MATERIAL FOR THIS EXERCISE ->
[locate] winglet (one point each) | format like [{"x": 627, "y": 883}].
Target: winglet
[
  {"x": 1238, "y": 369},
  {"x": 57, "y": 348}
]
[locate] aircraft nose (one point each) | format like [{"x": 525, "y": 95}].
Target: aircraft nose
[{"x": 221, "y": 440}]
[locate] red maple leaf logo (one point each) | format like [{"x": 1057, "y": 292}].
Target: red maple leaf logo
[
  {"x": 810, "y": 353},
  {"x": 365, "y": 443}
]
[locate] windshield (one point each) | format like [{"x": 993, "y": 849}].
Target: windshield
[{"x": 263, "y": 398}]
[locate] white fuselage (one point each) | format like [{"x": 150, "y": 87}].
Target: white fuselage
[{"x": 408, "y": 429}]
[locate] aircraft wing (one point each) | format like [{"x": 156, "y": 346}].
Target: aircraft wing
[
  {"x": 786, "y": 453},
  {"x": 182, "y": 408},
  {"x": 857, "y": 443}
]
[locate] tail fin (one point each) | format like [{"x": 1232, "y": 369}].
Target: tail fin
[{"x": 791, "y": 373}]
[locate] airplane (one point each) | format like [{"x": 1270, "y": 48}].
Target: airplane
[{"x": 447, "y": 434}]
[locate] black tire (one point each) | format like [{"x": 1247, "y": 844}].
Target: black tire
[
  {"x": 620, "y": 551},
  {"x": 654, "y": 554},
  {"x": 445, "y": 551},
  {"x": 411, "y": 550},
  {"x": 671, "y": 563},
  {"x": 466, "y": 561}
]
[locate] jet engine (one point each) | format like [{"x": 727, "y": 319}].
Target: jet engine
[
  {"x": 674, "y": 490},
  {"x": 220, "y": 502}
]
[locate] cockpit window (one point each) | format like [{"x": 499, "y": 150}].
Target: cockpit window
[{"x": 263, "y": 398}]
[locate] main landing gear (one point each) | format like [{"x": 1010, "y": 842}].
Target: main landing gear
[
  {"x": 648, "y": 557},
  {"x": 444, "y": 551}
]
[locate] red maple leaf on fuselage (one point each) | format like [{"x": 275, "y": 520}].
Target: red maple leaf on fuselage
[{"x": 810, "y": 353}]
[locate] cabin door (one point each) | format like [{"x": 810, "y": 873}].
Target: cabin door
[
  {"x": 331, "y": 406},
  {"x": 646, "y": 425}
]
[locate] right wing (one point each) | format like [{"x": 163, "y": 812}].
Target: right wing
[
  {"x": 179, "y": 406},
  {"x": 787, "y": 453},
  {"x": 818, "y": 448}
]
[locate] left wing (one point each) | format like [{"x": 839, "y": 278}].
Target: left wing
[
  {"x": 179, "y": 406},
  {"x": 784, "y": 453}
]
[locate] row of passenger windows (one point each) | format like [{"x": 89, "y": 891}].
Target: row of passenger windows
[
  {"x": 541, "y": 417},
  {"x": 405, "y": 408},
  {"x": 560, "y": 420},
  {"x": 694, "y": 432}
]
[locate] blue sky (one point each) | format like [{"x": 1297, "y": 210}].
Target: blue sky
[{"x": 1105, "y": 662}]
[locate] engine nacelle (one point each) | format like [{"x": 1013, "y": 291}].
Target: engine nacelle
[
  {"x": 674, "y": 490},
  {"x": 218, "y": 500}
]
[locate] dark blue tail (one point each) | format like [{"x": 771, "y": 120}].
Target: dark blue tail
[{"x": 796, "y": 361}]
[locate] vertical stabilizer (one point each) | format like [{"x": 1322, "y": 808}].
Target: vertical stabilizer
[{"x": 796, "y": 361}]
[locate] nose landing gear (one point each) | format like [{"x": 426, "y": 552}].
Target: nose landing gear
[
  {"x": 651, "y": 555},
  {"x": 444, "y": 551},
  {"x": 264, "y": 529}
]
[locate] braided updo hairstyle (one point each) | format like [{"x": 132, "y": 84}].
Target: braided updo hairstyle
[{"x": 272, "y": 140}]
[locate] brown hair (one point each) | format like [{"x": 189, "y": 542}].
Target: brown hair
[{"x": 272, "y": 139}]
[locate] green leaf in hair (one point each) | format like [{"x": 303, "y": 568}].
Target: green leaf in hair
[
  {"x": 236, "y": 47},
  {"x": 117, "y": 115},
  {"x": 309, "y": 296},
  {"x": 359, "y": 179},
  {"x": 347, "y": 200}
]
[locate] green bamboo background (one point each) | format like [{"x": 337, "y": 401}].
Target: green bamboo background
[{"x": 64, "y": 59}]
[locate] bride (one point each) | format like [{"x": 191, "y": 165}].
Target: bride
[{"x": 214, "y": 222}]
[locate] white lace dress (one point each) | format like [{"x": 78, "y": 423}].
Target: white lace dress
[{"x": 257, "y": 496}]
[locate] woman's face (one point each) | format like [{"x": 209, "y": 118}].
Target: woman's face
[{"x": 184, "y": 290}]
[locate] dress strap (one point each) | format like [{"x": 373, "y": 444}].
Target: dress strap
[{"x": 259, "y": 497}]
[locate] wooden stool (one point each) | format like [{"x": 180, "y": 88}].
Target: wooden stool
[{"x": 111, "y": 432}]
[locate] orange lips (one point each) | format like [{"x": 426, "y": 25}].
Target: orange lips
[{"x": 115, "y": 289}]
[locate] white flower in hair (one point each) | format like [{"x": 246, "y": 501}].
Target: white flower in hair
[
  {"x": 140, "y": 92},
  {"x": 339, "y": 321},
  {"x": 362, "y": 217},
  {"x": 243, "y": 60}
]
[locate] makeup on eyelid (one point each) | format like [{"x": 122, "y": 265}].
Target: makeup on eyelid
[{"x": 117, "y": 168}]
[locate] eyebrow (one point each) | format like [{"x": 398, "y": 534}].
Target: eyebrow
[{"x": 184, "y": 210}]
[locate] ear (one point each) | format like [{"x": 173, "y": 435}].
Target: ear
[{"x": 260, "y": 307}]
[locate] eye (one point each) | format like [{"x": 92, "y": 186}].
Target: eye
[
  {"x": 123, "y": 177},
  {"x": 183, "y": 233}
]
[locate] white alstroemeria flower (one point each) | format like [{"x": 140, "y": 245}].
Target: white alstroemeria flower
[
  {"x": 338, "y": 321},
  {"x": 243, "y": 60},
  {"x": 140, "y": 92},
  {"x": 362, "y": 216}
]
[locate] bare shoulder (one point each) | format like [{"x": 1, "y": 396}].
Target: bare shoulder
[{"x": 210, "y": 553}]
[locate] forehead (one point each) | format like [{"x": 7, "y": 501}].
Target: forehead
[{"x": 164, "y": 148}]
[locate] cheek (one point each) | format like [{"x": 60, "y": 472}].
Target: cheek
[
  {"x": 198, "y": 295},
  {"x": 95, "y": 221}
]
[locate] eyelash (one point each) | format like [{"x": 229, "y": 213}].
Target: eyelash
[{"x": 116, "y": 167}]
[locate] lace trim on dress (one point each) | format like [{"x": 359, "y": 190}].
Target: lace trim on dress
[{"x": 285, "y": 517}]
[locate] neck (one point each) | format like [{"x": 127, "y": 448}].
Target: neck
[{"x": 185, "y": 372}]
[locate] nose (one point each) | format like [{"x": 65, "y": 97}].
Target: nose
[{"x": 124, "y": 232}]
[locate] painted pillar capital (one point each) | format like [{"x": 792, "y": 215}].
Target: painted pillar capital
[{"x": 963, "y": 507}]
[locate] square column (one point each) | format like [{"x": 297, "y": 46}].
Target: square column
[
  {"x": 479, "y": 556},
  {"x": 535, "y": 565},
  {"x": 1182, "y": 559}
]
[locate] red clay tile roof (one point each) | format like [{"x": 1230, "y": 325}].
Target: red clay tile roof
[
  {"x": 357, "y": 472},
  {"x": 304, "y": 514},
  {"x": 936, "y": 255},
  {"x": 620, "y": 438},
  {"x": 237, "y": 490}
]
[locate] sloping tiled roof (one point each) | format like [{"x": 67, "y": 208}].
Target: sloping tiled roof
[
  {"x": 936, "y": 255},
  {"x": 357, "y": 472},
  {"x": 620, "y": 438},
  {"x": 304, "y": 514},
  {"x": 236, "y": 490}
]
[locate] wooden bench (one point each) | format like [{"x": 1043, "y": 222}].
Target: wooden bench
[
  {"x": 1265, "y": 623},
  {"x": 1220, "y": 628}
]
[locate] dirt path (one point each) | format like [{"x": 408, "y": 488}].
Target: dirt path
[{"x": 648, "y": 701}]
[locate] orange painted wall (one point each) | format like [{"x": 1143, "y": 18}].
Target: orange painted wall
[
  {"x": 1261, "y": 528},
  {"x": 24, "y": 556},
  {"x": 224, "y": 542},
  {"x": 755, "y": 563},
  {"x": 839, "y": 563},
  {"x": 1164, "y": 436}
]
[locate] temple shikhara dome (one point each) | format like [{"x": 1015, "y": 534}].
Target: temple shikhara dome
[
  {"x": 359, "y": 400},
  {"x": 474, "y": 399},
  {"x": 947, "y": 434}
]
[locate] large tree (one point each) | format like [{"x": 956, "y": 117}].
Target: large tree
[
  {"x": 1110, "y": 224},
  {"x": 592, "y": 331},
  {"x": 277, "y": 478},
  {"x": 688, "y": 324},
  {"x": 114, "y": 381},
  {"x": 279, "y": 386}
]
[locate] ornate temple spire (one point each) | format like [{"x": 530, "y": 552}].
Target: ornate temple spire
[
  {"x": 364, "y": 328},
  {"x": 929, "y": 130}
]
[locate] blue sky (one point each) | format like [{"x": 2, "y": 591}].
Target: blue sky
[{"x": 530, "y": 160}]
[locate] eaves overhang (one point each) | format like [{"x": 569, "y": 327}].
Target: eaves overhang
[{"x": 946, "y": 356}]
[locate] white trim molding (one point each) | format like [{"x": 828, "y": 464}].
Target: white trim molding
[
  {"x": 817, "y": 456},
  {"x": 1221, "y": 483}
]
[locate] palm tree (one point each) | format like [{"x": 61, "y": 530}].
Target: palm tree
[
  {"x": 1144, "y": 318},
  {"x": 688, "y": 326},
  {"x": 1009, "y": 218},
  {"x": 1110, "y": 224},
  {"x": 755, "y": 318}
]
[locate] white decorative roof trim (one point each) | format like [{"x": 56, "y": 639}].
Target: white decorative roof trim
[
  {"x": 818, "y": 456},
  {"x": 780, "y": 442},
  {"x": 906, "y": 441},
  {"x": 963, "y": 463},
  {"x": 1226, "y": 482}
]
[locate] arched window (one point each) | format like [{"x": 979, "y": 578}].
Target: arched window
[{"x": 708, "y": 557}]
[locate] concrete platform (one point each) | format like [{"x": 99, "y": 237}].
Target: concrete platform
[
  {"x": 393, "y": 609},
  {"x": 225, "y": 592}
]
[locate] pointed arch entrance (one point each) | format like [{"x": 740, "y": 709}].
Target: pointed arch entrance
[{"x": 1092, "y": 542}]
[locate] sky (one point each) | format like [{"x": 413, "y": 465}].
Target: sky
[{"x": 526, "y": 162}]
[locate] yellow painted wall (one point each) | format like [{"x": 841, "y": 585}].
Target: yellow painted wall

EXERCISE DESCRIPTION -> Look above for the line holding "Target: wooden stool" and the line holding "[locate] painted pillar", then output exactly those two lines and every line between them, nothing more.

RESPONSE TO THE EXERCISE ->
Target: wooden stool
[{"x": 111, "y": 432}]
[locate] orange lips (one point each) | format like [{"x": 426, "y": 25}].
Target: orange lips
[{"x": 115, "y": 289}]
[locate] white flower in hair (one point each) | format like [{"x": 246, "y": 501}].
Target: white flower in hair
[
  {"x": 140, "y": 92},
  {"x": 339, "y": 321},
  {"x": 362, "y": 217},
  {"x": 243, "y": 60}
]
[locate] makeup on eyelid (one point each) | format like [{"x": 122, "y": 265}].
Target: makeup on eyelid
[{"x": 117, "y": 168}]
[locate] eyebrow (one point each) | format like [{"x": 398, "y": 534}].
Target: eyebrow
[{"x": 184, "y": 210}]
[locate] ear (one point each) | format like [{"x": 173, "y": 435}].
Target: ear
[{"x": 260, "y": 307}]
[locate] eye (one point each) | format like [{"x": 92, "y": 186}].
Target: eye
[
  {"x": 123, "y": 177},
  {"x": 183, "y": 233}
]
[locate] white alstroemeria flower (one point each) | format like [{"x": 140, "y": 245}].
Target: white alstroemeria flower
[
  {"x": 338, "y": 321},
  {"x": 243, "y": 60},
  {"x": 140, "y": 92},
  {"x": 362, "y": 216}
]
[locate] bare shoulder (one point each) | format like [{"x": 1, "y": 396}].
Target: bare shoulder
[{"x": 210, "y": 553}]
[locate] forehead (one point each) | format like [{"x": 7, "y": 501}].
Target: forehead
[{"x": 164, "y": 148}]
[locate] cheek (one point each) | format like [{"x": 60, "y": 472}].
Target: cheek
[
  {"x": 198, "y": 295},
  {"x": 95, "y": 221}
]
[locate] eyelash (one point each) | format like [{"x": 229, "y": 213}].
Target: eyelash
[{"x": 116, "y": 167}]
[locate] lace trim on dress (one point each) | format like [{"x": 359, "y": 190}].
Target: lace trim on dress
[{"x": 285, "y": 517}]
[locate] neck (one point each) | format like [{"x": 127, "y": 448}].
Target: neck
[{"x": 185, "y": 372}]
[locate] nose (one point each) | format like [{"x": 65, "y": 97}].
Target: nose
[{"x": 124, "y": 232}]
[locate] painted pillar capital (one point each) | format like [{"x": 792, "y": 215}].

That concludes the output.